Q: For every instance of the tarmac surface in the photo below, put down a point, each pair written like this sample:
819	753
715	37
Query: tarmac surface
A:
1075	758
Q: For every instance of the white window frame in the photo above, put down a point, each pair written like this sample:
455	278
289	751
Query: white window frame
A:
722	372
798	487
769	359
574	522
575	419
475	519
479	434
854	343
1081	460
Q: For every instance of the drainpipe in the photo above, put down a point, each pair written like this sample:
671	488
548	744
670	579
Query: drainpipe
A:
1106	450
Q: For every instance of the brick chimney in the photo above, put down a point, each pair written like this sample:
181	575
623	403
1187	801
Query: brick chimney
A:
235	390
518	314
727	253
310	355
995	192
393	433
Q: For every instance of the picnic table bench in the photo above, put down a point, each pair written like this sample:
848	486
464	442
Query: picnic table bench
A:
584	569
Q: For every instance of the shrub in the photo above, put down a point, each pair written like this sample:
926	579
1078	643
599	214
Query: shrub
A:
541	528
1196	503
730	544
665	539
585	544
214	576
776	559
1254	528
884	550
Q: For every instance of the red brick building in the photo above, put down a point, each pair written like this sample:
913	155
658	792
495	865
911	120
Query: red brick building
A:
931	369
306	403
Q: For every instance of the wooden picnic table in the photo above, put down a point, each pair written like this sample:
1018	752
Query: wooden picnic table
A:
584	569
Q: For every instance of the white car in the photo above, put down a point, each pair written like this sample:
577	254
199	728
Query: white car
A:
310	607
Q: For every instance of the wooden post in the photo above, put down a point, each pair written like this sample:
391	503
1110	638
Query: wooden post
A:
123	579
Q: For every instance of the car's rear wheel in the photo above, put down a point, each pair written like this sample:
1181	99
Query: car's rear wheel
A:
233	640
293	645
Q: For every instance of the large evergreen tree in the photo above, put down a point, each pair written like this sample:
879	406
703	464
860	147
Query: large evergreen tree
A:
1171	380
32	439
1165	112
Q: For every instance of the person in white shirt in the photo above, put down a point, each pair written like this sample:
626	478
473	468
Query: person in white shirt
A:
● ● ●
** EXERCISE **
All lines above that contain the word "table" are to be copied.

** SOLVED EXERCISE **
Q: For every instance of the picnic table bench in the photo above, put down a point, each pair written like this sample:
Query: picnic table bench
Q: For every instance of the wooden picnic table in the photo above, put down a point, each pair written like this sample:
Query: wooden picnic table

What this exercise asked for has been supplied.